___ EXTRACTED TEXT
STAT Human Sequence Removal Tool
Submitters want to eliminate the potential for unintended inclusion of human sequence in clinical NGS patient samples targeting pathogens which could personally identify an anonymized research subject. We employ our existing STAT tools with a human k-mer database, adding a step to remove reads identified as human from the submission (6). After completing a submission, submitters can contact the SRA group (sra@ncbi.nlm.nih.gov) to request all project submissions be subject to human ‘contaminant’ removal. Alternatively, users can ‘filter’ their data before submitting to SRA by using the Docker or GitHub snapshots of the STAT Human Sequence Removal Tool. The docker image has over 100,000 pulls since its introduction.
______
(QUESTIONS ON THE MATERIAL):
(1) Answer these questions from the STAT Human Sequence Removal Tool text:
(a) What email address can submitters contact to request human contaminant removal?
(b) What kind of database is used with the existing STAT tools?
(c) How many pulls has the docker image had since its introduction?
(2) Render this sentence from the STAT Human Sequence Removal Tool text in Spanish: "Alternatively, users can ‘filter’ their data before submitting to SRA by using the Docker or GitHub snapshots of the STAT Human Sequence Removal Tool."
Rely solely on the STAT Human Sequence Removal Tool text for your answers.
___ RECORDED DATA
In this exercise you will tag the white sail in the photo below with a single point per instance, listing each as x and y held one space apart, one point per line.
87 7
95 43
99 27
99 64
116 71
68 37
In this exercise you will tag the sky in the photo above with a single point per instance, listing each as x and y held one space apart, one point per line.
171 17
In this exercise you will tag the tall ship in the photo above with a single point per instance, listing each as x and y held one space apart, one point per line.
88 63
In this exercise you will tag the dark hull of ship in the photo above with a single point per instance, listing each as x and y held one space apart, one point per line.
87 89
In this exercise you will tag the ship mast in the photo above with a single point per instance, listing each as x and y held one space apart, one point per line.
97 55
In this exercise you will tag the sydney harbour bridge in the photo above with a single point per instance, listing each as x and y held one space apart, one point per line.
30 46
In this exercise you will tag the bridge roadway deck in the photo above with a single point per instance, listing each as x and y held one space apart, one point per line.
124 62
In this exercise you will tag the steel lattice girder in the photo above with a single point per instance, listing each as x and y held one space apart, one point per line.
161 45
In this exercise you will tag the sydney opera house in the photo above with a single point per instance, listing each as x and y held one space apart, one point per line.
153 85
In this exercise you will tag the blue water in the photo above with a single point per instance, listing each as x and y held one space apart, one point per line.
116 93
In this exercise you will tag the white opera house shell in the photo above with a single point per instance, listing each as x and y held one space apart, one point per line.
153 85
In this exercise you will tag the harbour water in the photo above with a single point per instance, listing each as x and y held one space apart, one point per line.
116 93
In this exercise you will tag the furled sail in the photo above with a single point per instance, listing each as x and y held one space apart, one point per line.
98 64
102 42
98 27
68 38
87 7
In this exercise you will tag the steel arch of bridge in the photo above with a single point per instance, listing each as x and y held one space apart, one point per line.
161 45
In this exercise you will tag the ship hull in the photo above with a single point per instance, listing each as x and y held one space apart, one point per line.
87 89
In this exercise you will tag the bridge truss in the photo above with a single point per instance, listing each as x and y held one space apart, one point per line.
______
___ RECORDED DATA
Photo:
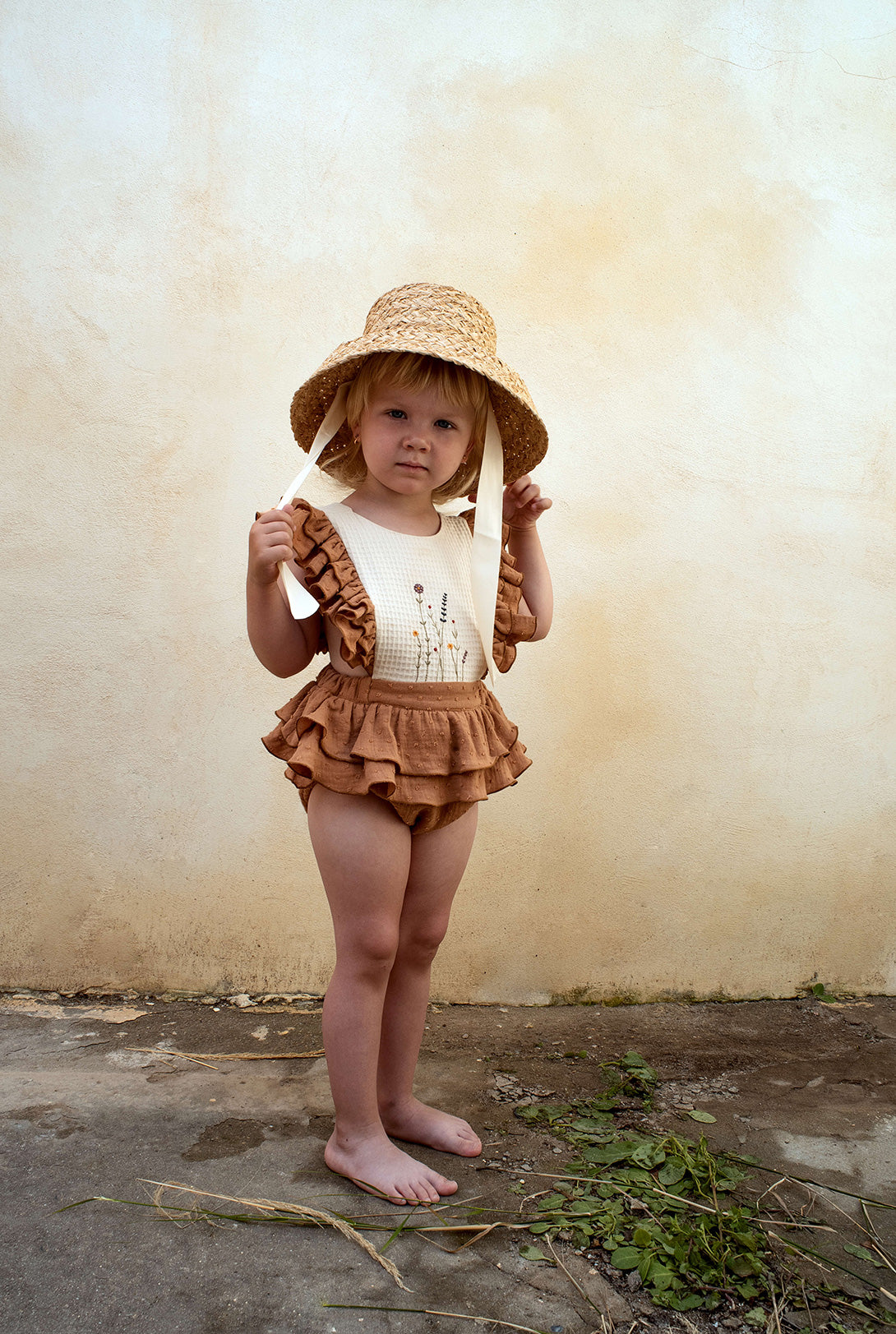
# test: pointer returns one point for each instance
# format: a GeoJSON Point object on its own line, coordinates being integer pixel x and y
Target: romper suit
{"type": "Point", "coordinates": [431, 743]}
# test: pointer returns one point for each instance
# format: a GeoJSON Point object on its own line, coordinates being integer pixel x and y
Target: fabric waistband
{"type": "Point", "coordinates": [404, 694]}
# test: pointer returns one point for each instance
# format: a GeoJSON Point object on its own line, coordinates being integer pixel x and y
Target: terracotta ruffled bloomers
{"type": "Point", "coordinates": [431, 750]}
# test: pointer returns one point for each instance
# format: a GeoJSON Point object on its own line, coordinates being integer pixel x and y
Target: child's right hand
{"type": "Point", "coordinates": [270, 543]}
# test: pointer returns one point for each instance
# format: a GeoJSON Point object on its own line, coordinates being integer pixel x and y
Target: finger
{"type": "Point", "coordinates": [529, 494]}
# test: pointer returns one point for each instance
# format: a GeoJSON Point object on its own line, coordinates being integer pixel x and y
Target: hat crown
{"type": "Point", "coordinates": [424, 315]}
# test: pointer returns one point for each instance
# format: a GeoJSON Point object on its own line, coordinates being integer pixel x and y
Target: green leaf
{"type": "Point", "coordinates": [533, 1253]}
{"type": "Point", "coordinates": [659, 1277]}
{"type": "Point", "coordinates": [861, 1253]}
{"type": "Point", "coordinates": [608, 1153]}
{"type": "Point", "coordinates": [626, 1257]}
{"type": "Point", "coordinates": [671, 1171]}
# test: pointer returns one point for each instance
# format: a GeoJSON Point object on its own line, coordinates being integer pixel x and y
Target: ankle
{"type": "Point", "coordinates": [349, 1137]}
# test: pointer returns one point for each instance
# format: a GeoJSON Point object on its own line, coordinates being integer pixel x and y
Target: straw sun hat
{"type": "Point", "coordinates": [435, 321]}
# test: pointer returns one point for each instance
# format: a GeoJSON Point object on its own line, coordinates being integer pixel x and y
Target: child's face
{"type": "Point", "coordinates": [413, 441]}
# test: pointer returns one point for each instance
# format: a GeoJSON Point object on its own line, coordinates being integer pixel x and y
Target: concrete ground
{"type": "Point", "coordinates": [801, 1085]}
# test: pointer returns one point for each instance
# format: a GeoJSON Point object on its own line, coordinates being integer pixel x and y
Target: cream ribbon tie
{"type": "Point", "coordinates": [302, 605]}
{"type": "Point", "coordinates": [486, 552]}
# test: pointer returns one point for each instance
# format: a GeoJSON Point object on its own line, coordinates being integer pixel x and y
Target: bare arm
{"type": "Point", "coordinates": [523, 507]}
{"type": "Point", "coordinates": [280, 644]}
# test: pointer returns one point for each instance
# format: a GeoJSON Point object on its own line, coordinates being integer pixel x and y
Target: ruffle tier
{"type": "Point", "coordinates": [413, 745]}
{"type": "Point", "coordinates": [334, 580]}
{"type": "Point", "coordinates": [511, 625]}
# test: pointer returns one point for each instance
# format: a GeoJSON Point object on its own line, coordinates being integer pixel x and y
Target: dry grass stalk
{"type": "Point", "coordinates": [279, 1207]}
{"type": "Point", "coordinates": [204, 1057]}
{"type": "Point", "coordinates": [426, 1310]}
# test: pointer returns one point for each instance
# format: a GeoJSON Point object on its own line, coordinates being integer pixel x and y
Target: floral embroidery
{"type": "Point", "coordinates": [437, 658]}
______
___ RECORDED DATA
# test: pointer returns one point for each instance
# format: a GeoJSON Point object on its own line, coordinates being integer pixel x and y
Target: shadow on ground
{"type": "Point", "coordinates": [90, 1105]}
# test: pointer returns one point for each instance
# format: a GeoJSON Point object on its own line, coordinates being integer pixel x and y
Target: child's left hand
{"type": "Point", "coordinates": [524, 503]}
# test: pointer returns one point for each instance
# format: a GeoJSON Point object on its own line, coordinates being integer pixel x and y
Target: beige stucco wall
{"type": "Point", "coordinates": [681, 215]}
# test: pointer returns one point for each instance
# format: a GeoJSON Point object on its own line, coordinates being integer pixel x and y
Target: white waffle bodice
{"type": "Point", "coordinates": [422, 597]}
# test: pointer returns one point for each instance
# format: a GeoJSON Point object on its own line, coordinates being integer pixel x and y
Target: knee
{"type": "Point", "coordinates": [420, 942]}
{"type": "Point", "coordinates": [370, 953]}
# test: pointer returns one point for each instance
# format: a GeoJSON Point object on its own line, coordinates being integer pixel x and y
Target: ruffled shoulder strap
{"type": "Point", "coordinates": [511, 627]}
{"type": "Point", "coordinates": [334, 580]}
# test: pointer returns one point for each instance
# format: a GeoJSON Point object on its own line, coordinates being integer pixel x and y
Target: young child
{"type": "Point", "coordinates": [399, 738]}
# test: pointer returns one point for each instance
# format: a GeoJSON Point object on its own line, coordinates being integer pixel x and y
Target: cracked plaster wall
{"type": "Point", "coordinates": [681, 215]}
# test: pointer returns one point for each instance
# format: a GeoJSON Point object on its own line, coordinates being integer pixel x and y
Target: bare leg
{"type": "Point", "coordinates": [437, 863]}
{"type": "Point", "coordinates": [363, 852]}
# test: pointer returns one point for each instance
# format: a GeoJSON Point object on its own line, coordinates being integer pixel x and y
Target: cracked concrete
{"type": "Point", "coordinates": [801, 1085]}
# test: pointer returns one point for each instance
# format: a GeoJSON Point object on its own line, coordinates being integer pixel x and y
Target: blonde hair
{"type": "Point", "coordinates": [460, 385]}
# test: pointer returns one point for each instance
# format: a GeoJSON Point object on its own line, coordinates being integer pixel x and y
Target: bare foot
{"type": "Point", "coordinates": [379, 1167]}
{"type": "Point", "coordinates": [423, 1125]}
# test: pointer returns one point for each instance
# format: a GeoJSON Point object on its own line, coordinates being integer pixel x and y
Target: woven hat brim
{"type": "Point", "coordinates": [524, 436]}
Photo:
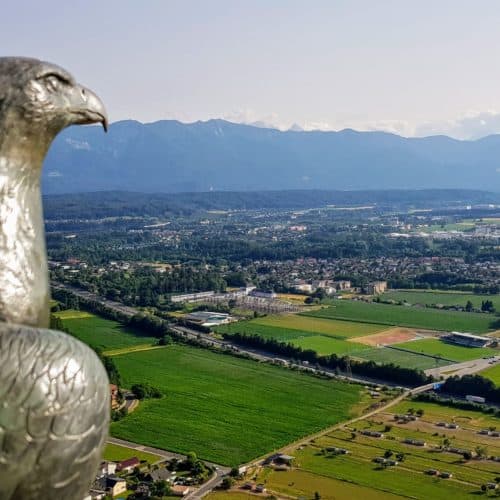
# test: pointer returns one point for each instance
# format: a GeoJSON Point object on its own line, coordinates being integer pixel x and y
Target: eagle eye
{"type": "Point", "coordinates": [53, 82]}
______
(PER-TASK ANSWERS):
(1)
(a) sra@ncbi.nlm.nih.gov
(b) A human k-mer database
(c) Over 100,000

(2) Como alternativa, los usuarios pueden ‘filtrar’ sus datos antes de enviarlos a SRA utilizando las instantáneas de Docker o GitHub de la STAT Human Sequence Removal Tool.